About this task: Set down every entry again, exactly as it appears.

[Natural-language object grounding data]
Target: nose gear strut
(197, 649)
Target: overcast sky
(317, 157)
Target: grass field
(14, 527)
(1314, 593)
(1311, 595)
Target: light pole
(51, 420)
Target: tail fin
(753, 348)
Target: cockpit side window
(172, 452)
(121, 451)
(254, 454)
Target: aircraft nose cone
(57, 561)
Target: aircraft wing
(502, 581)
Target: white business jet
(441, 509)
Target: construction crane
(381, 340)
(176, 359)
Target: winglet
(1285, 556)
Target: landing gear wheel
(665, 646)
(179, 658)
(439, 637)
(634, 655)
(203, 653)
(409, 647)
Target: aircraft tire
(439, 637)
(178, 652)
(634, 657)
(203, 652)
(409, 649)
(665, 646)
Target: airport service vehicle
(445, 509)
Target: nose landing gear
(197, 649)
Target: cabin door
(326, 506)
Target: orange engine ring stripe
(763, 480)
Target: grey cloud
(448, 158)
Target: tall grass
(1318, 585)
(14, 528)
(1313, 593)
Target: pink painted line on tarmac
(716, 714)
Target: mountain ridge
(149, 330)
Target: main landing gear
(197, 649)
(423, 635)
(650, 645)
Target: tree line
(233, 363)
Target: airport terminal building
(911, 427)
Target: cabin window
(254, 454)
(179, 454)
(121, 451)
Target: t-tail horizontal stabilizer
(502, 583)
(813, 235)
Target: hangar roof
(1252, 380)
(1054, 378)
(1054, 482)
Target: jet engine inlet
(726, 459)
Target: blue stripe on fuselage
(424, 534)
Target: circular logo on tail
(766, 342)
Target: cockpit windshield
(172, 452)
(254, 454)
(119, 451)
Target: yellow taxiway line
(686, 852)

Exercise response:
Target: nose gear strut
(197, 649)
Target: overcast sky
(317, 157)
Target: grass field
(14, 527)
(1314, 593)
(1311, 595)
Target: light pole
(51, 420)
Target: tail fin
(753, 348)
Target: cockpit side window
(172, 452)
(121, 451)
(254, 454)
Target: aircraft nose cone
(57, 561)
Target: aircraft wing
(502, 581)
Target: white business jet
(441, 509)
Target: construction crane
(381, 340)
(176, 359)
Target: winglet
(1285, 556)
Target: landing gear wheel
(665, 646)
(179, 658)
(439, 637)
(634, 655)
(203, 653)
(409, 647)
Target: aircraft tire
(439, 637)
(178, 652)
(634, 657)
(203, 652)
(409, 649)
(665, 646)
Target: airport service vehicle
(445, 509)
Target: nose landing gear
(197, 649)
Target: cabin door
(326, 506)
Target: orange engine ring stripe
(763, 480)
Target: grey cloud
(448, 158)
Target: tall grass
(1318, 585)
(14, 528)
(1313, 593)
Target: pink painted line on tarmac
(716, 714)
Target: mountain ridge
(149, 330)
Target: main landing gear
(197, 649)
(423, 635)
(650, 645)
Target: tree line
(233, 363)
Target: airport terminal building
(911, 427)
Target: cabin window
(254, 454)
(179, 454)
(121, 451)
Target: t-tail horizontal stabilizer
(502, 583)
(813, 235)
Target: hangar roof
(1252, 380)
(1054, 378)
(1054, 482)
Target: jet engine inlet
(726, 459)
Target: blue stripe on fuselage
(424, 534)
Target: circular logo on tail
(766, 342)
Target: cockpit windshield
(172, 452)
(254, 454)
(119, 451)
Target: yellow taxiway line
(686, 852)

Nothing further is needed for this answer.